Requirements: Copy each of the following items without any change.

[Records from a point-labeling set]
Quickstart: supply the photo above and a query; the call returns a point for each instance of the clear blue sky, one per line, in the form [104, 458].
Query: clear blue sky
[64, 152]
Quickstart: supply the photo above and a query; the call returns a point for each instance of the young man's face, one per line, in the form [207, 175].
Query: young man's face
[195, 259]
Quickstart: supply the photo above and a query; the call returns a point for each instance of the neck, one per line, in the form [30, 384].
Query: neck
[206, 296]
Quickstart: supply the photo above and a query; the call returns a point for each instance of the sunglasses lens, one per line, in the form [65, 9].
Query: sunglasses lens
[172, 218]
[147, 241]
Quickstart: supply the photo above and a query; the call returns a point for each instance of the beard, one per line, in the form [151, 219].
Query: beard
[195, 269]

Correct result:
Quickstart: supply the photo above and a query; the call returns a point for each instance of the clear blue sky, one per line, in the form [104, 458].
Query: clear blue sky
[64, 152]
Quickstart: supply the photo above and a query; the call returns a point for each instance of the young man's face, one per line, in the form [207, 175].
Query: young man's face
[195, 259]
Quickstart: supply the photo above and a query; the call returns a point for each instance of the neck, one per line, in the form [30, 384].
Query: neck
[206, 296]
Quickstart: supply the photo above and a query; the call returns a point for each instance of the sunglasses lens, one per line, in the form [65, 9].
Query: sunglasses lens
[172, 218]
[147, 241]
Quickstart: supply the photo above and a query; the call returns a point for each instance of the beard, one per line, in the form [151, 219].
Query: beard
[195, 269]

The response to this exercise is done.